* _What the task requires_
Report all lines of the records that contain "Which".

** Records to use follows **

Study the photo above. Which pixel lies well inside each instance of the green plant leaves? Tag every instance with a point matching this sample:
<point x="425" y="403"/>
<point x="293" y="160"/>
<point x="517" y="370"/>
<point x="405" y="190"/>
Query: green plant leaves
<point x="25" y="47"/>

** End of Records to use **
** Records to use follows **

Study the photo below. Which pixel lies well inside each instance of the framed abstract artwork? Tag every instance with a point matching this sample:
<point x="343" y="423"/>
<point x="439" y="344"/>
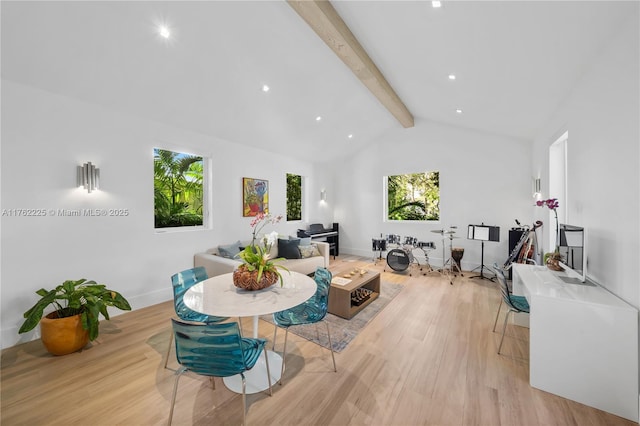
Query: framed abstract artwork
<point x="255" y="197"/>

** End of Records to use **

* _Exercise answer_
Study the photo above. Which pixel lies well inside each instance of the green plant leaves? Tag every instance with a point matching this sample:
Study the photo below. Which pixel lies well inside each instance of the framed abstract artwork? Tag every instance with a point matching this sample:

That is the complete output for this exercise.